Data for processing: Begin

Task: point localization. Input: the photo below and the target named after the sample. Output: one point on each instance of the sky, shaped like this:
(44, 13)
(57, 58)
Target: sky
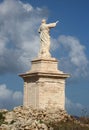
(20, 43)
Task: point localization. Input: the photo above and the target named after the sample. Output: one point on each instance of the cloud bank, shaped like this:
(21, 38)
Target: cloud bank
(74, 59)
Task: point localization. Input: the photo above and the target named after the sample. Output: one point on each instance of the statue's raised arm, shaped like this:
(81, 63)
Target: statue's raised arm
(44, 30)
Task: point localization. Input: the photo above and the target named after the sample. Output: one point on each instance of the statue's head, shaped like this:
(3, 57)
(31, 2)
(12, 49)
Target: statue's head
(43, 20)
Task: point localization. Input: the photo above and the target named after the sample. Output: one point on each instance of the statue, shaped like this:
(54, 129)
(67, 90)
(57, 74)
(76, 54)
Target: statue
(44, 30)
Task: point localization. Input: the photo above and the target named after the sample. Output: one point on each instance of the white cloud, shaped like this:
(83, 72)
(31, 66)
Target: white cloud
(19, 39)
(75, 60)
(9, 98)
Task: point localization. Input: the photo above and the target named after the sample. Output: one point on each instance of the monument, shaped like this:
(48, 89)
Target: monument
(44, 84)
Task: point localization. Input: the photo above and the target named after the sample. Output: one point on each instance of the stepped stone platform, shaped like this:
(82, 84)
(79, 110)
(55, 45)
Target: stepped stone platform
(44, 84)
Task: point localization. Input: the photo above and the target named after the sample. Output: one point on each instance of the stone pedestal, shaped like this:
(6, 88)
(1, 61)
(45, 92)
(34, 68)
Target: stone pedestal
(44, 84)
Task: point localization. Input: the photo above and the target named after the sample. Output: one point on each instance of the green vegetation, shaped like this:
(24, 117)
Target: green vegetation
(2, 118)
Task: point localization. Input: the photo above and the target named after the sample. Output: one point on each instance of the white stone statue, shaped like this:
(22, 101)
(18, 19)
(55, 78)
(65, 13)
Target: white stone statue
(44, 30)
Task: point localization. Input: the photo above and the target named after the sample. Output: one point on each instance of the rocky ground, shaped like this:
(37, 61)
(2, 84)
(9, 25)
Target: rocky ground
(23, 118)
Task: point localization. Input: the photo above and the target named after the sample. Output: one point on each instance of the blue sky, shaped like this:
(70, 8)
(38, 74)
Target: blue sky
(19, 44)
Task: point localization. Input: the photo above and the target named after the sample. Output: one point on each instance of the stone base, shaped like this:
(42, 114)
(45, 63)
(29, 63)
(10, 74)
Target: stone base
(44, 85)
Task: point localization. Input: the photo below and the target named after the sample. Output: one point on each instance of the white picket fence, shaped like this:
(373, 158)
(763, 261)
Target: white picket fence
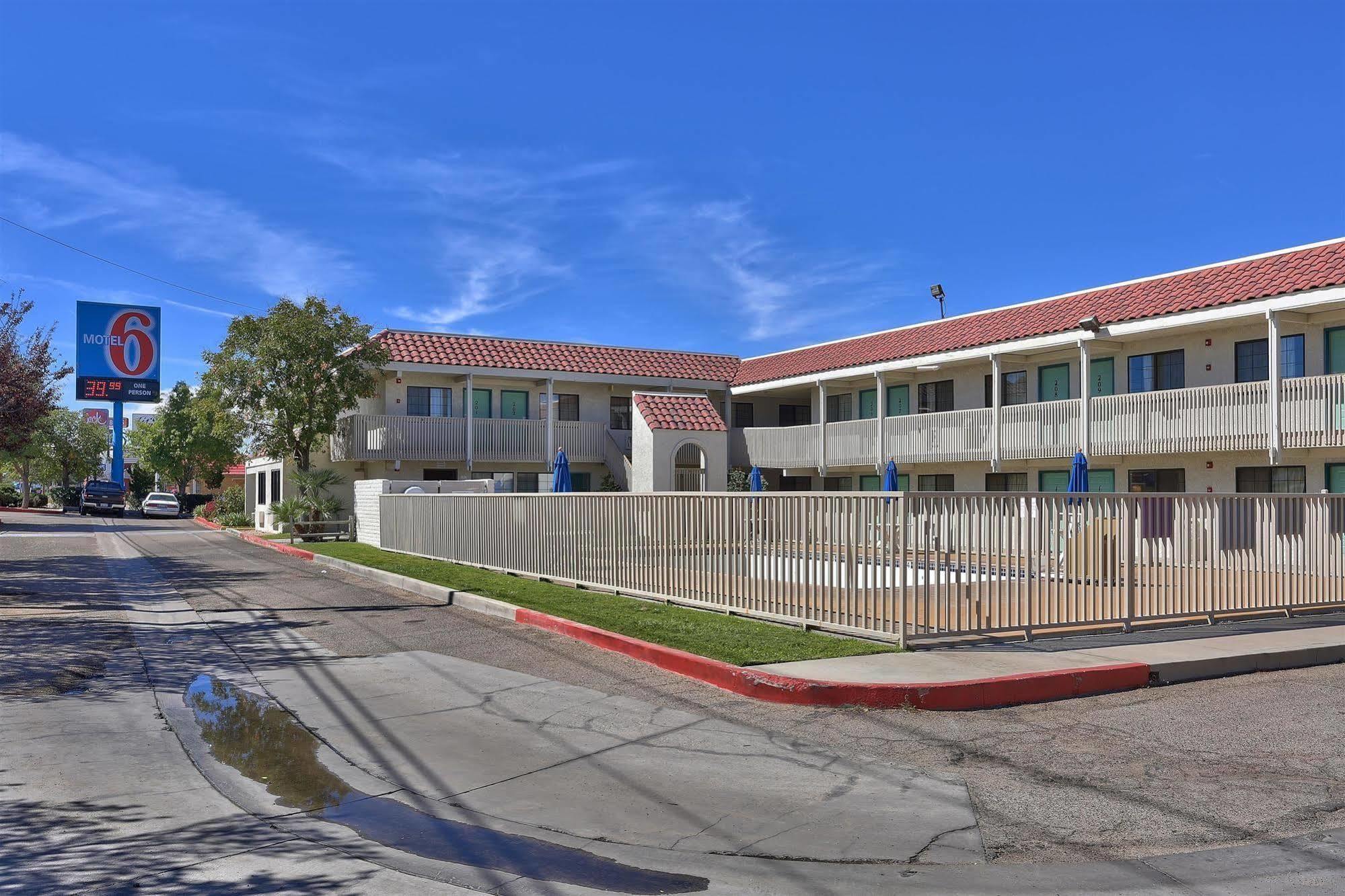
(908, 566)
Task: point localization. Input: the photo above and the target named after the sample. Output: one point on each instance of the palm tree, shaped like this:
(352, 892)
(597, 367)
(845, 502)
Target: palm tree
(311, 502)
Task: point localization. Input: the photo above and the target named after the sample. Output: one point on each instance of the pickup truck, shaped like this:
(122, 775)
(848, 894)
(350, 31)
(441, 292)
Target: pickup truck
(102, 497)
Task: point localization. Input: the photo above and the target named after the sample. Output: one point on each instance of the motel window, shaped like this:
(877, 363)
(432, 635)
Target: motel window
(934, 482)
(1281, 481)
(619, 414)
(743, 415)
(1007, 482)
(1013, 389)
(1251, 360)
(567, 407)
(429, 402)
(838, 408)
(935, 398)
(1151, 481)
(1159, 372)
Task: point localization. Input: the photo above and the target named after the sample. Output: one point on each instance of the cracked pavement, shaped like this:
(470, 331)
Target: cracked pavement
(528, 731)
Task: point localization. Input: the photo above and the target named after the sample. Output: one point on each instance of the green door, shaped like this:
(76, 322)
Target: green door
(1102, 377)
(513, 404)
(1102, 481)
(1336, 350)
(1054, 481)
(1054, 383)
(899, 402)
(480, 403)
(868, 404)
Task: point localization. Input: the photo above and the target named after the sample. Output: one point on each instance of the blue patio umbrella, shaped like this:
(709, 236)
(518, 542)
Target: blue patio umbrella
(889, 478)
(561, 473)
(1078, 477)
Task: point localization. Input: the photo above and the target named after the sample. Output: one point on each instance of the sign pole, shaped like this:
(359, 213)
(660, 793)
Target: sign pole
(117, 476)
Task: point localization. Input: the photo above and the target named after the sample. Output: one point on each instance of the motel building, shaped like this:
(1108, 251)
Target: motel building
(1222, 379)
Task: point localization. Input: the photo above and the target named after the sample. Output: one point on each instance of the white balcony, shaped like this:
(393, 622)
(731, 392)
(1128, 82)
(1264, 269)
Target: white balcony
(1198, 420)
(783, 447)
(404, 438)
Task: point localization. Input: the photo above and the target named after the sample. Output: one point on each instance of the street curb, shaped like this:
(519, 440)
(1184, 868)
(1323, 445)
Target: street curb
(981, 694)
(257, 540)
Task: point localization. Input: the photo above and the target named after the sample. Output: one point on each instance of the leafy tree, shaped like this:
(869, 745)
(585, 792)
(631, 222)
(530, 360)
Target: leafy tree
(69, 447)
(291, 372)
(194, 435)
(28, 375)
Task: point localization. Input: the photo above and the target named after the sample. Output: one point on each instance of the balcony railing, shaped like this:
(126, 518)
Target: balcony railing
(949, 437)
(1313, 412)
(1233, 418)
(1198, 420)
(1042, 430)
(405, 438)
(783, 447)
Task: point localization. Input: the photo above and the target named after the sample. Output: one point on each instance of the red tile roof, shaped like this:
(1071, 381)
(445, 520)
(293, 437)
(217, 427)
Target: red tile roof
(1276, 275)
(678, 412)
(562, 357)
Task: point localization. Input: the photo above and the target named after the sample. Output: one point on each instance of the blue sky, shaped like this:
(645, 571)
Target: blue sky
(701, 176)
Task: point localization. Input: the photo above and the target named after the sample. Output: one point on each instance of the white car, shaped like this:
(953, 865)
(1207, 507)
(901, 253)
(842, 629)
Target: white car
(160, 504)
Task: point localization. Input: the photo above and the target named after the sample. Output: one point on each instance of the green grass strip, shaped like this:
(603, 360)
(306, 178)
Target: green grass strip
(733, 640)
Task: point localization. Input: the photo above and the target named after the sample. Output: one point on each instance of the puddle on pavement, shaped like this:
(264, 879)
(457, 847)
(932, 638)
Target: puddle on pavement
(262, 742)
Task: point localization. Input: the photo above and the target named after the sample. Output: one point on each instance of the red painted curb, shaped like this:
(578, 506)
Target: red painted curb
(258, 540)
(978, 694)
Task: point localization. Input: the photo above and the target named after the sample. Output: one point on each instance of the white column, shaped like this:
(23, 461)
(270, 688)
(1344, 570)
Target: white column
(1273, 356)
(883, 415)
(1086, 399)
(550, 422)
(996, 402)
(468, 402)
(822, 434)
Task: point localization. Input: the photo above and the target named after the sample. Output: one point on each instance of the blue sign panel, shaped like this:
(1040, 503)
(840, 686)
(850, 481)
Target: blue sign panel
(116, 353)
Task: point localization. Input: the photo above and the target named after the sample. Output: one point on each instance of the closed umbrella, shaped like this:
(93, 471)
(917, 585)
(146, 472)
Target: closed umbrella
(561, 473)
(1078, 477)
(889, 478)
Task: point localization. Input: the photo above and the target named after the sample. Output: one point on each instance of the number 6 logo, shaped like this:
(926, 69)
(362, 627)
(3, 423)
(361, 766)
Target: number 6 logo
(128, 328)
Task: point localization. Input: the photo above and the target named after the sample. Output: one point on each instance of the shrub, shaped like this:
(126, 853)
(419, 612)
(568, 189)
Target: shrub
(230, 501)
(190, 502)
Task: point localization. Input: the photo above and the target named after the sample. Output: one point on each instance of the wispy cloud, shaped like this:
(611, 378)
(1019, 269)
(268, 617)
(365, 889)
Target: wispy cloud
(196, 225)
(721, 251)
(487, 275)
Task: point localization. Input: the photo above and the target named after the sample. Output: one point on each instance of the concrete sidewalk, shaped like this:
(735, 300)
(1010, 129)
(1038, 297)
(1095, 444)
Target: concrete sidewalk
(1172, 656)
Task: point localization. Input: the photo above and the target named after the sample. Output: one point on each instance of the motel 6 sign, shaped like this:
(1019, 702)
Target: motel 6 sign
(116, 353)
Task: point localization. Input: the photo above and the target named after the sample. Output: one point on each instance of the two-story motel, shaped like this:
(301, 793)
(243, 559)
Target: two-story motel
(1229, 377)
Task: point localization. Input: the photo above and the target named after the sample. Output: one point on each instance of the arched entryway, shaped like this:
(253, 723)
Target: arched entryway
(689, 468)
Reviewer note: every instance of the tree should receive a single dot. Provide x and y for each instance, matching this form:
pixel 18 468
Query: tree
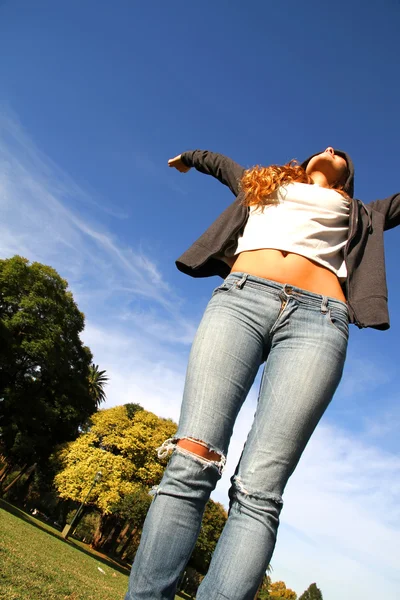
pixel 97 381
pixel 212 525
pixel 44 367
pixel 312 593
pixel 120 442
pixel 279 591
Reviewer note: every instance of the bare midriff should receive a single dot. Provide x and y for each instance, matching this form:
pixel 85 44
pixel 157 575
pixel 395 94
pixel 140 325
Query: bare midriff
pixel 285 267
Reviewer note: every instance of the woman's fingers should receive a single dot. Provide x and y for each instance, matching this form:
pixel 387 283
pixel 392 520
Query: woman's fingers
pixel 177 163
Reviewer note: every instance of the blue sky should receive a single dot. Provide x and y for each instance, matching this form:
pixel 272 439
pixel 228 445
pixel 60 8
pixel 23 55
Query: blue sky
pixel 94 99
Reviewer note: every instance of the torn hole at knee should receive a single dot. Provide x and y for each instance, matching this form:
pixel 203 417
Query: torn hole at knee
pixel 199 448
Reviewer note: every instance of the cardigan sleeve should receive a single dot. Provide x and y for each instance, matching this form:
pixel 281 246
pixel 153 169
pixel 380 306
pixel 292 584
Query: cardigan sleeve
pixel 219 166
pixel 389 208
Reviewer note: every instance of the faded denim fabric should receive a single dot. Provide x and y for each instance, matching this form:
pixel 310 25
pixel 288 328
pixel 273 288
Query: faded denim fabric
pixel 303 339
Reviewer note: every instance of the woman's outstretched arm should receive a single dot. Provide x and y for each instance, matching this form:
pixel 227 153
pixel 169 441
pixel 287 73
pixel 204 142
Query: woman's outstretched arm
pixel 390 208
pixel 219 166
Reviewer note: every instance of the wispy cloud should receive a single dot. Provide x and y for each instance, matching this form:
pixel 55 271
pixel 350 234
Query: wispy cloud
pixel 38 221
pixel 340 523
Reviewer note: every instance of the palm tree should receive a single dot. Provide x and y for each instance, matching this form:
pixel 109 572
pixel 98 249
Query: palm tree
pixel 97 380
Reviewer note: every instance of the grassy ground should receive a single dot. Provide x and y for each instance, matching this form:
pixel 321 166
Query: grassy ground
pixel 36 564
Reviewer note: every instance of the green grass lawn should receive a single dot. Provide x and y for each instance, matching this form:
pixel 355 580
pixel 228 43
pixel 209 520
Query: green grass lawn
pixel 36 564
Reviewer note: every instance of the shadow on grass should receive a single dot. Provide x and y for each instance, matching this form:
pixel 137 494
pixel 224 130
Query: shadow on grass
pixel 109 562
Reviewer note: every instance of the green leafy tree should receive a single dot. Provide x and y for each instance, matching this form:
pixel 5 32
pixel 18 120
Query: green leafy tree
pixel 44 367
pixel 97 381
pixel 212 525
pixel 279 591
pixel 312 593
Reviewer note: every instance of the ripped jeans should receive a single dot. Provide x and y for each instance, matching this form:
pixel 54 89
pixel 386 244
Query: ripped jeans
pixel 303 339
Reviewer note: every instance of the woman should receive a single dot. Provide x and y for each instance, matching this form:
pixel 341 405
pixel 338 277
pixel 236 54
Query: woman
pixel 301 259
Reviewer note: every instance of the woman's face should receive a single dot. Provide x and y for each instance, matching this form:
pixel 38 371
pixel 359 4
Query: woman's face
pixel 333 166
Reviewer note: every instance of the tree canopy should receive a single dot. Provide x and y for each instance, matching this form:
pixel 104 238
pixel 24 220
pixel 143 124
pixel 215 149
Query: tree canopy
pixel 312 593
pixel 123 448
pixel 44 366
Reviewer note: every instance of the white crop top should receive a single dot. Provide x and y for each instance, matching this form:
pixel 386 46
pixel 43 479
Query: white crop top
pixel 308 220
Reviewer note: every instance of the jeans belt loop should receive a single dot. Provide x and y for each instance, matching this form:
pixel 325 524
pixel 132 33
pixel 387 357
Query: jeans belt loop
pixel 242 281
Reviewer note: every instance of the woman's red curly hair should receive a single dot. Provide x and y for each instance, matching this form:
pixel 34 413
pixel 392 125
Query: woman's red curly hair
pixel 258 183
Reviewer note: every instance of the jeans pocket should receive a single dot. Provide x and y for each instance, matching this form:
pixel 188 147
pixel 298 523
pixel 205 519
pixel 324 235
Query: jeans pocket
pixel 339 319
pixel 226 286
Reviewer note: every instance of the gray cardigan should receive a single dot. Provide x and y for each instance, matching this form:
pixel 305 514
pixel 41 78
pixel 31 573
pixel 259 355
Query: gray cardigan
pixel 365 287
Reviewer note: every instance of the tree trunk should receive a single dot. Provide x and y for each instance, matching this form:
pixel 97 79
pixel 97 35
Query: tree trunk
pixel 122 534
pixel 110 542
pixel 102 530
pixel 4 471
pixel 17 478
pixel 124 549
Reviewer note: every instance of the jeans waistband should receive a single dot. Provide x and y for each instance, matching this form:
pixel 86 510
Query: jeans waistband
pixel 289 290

Data for processing: End

Problem to work on: Print exactly the lines above from the one with "pixel 132 33" to the one with "pixel 392 125", including both.

Solution for this problem:
pixel 132 33
pixel 387 357
Query: jeans belt loop
pixel 242 281
Reviewer note: every instance of the woman's red curly hair should receive a single dot. Provide x and y for each instance, matching this form:
pixel 34 413
pixel 392 125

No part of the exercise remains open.